## EXERCISE DIRECTIONS
Reproduce everything from the line containing "TARGET = dog lying on ground" down to the end of the records, character for character. Leave the pictures out of your answer.

## DATA SECTION
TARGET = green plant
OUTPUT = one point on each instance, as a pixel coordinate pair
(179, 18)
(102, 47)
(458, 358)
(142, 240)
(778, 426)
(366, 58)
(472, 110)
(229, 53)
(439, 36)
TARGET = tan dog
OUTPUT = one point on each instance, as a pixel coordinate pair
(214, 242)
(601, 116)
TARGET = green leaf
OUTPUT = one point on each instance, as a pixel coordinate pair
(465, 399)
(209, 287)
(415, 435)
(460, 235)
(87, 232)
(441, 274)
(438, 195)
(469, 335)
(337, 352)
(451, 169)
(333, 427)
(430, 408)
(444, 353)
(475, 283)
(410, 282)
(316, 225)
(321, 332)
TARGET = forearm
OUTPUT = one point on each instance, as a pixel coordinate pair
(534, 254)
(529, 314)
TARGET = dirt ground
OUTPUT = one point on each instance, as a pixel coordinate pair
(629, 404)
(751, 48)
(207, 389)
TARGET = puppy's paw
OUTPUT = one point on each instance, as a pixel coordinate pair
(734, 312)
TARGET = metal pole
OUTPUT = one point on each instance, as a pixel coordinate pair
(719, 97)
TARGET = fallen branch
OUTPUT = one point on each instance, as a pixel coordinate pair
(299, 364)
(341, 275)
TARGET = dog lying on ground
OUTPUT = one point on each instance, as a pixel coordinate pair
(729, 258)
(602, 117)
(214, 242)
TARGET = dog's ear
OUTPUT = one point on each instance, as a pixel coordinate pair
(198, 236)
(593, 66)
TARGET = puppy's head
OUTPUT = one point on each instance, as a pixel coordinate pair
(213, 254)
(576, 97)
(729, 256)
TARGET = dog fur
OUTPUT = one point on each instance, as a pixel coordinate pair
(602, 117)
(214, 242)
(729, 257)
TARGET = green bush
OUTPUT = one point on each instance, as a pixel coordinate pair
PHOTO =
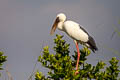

## THE OUTPUT
TARGET = dog lying on ground
OUTPUT = one point on each instance, as a pixel coordinate pair
(729, 258)
(602, 117)
(214, 242)
TARGET = dog's ear
OUTPUT = one point on each instance, as a pixel coordinate pair
(198, 236)
(593, 66)
TARGET = puppy's head
OUTPUT = one point on each instance, as a pixel coordinate pair
(213, 254)
(576, 97)
(729, 256)
TARGET = dog fur
OUTPUT = one point on each instance, as a pixel coordinate pair
(602, 117)
(214, 242)
(729, 257)
TARGET = green bush
OUTPUT = one point on each instance, as a pixel coordinate pair
PHOTO =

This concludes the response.